• _ЗАДАНИЕ_: Продолжите текст о заказе, который Чайковский получил от Давыдова, начав сразу после его последнего предложения.

• _ПРИВЕДЁННЫЙ ТЕКСТ_:
⟨
Позже всех заказ получил Чайковский. В самом конце января 1880 года в Риме его настигло письмо Давыдова. Карл Юльевич очень торопился, судя по тому, как фразы у него цепляются друг за друга повторяющимися словами: «Эти картины соединены будут соединительным текстом (в лицах Гения и Истории России), текст этот приуготовляет зрителей к следующей картине. Картины эти будут сопровождаться соответствующей музыкой…» Давыдов всё разложил по полочкам: «Ваше имя необходимо (после будет издан альбом с картинами и музыкой). Каждый из вышеназванных авторов взял одну картину; так как времени немного, а долго совещаться между Петербургом и Римом нельзя, то я прямо препровождаю Вам содержание этой картины, которая от Вас ждет музыкальной иллюстрации… При той легкости, с которою Вы пишете, я надеюсь, что Ваша партитура будет в Петербурге ранее многих здешних композиторов». Предложенная Чайковскому программа была следующей: «Картина 10. Черногория. Момент получения в Черногории известия об объявлении войны Турции со стороны России (главарь[32] читает черногорцам манифест). Музыки от 5 до 7 минут».

Чайковский выполнил заказ за четыре дня. За окном бушевал безумный римский карнавал, Петра Ильича раздражавший. Композитор только что закончил «Итальянское каприччио» и Второй фортепианный концерт. Он был доволен, но и опустошен этими работами, небольшой перерыв в занятиях ему бы не повредил. Чайковский с ходу предложил Давыдову свой сочиненный еще в 1876 году Сербско-русский («Славянский») марш, но сам тут же забраковал идею и заверил Карла Юльевича: «Поручение Ваше исполню, и в срок»… Тема не вдохновляла. В отличие от Бородина Петр Ильич, по-видимому, не был знаком с черногорским лакеем Листа и не наблюдал его восхищения «Белым царем». Надежде Филаретовне фон Мекк он пожаловался: «Подозреваю, что все выбрали то, что им больше нравится, а мне прислали то, чего не захотели другие. Но сноситься с Петербургом некогда, и я энергично принялся за дело». Четыре дня композитор не отходил от письменного стола. В последний день карнавала, когда «сумасшествие и беснование» римской толпы достигло апогея, он отнес партитуру на почту и посетовал в письме брату Анатолию: «Само собой разумеется, что ничего, кроме самого пакостного шума и треска, я не мог выдумать».
⟩
• _ИСХОДНЫЕ СТРОКИ_:
⟨
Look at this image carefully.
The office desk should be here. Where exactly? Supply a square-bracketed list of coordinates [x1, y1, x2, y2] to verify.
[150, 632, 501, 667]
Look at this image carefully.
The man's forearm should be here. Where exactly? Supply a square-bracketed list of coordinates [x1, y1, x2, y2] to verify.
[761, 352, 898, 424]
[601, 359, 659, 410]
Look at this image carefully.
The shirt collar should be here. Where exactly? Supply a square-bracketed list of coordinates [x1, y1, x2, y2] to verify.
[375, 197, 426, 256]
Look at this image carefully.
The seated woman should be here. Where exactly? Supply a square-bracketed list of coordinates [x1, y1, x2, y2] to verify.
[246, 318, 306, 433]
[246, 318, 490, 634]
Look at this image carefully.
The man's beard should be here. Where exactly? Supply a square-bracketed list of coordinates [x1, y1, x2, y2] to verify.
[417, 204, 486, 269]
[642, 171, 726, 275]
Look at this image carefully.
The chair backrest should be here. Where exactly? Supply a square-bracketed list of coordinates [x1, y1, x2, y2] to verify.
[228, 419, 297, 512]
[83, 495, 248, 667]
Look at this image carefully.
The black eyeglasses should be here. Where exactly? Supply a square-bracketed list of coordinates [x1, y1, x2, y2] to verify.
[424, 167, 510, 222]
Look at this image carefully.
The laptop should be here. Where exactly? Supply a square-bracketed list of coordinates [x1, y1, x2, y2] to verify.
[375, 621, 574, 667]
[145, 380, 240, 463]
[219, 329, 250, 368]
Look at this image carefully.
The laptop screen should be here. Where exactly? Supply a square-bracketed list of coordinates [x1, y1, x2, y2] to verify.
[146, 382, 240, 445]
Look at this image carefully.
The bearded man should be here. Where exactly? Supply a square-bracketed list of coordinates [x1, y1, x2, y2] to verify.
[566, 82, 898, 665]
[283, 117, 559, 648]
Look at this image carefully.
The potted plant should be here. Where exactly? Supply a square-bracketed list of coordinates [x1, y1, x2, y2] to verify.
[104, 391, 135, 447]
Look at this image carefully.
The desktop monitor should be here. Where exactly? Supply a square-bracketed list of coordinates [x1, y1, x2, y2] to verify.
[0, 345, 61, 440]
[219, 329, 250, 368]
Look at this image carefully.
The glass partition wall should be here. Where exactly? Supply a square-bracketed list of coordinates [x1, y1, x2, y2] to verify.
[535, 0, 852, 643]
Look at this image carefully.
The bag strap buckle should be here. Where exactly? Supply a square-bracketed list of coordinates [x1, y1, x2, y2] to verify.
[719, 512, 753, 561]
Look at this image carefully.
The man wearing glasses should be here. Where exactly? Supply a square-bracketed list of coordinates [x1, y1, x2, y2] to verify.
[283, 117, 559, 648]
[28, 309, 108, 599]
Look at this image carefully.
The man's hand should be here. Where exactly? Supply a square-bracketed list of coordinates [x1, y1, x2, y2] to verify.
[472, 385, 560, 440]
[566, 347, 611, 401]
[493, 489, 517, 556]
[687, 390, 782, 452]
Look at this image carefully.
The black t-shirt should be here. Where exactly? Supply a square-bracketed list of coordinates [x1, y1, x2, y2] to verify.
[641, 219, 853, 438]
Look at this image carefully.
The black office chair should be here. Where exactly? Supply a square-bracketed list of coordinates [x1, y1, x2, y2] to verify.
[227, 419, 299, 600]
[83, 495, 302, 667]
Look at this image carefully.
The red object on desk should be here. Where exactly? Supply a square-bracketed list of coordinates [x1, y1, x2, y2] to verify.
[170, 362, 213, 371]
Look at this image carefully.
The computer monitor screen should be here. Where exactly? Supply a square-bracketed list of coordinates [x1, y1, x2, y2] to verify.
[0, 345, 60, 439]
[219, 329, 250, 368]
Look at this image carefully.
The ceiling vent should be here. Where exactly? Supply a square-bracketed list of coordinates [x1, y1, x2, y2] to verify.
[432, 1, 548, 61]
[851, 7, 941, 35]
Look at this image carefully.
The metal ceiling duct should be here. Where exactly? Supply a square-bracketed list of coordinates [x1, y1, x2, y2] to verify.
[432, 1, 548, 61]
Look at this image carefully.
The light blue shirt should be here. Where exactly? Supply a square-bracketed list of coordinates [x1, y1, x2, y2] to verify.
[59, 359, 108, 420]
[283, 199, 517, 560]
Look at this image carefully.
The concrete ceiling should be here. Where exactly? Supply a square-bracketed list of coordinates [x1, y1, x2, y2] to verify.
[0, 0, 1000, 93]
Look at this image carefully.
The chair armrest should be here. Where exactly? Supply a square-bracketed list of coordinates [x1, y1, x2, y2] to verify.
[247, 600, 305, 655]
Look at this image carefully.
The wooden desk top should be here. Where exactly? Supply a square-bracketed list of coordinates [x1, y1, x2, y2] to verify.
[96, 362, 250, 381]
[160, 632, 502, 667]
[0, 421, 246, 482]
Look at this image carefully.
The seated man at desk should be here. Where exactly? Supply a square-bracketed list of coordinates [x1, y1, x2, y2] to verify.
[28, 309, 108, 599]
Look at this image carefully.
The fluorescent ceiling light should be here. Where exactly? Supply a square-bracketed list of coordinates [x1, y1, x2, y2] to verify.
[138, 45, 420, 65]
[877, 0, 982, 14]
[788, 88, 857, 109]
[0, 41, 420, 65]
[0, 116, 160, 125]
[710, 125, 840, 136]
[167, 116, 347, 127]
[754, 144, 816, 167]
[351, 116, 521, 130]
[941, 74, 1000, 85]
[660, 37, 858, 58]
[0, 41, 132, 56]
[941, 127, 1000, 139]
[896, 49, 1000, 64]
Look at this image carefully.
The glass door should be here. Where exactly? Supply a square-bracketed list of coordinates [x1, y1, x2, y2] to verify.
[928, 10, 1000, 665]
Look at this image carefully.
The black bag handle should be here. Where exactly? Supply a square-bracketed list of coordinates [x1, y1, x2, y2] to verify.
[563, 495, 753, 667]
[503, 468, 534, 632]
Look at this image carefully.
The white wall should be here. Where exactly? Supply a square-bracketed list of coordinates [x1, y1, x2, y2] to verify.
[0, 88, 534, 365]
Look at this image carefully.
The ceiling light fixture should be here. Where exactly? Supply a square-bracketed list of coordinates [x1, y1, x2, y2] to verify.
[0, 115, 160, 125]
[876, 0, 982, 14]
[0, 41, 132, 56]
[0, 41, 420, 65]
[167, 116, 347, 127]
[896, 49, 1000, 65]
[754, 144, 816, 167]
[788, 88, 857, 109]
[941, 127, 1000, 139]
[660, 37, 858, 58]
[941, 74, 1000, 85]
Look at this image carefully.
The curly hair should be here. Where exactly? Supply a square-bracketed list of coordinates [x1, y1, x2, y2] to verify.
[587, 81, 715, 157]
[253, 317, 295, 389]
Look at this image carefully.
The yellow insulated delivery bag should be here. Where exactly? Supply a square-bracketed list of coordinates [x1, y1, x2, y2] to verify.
⟩
• _РЕЗУЛЬТАТ УПРАЖНЕНИЯ_:
Хаос карнавала захлестнул и римскую почту: отосланная Чайковским партитура навсегда канула в небытие. Жаль, любопытно было бы сравнить эту пьесу с законченной в начале ноября того же 1880 года увертюрой «1812 год» (впервые сыгранной всё на той же выставке). Композитор написал о ней Надежде Филаретовне: «Увертюра будет очень громка, шумна, но я писал ее без теплого чувства любви, и поэтому художественных достоинств в ней, вероятно, не будет». Удивительным анахронизмом звучит в ней гимн «Боже, Царя храни!», введенный Чайковским по примеру Триумфальной увертюры (1855) его учителя Антона Рубинштейна. В 1812 году этого гимна еще не существовало — а вот в «черногорской» картине он был бы вполне уместен.

Идея «Бобчинского и Добчинского» была богатой. Русским композиторам разных направлений, многие из которых пробовали себя в роли критиков и крепко бились друг с другом в газетных баталиях, предстояло настоящее творческое соревнование.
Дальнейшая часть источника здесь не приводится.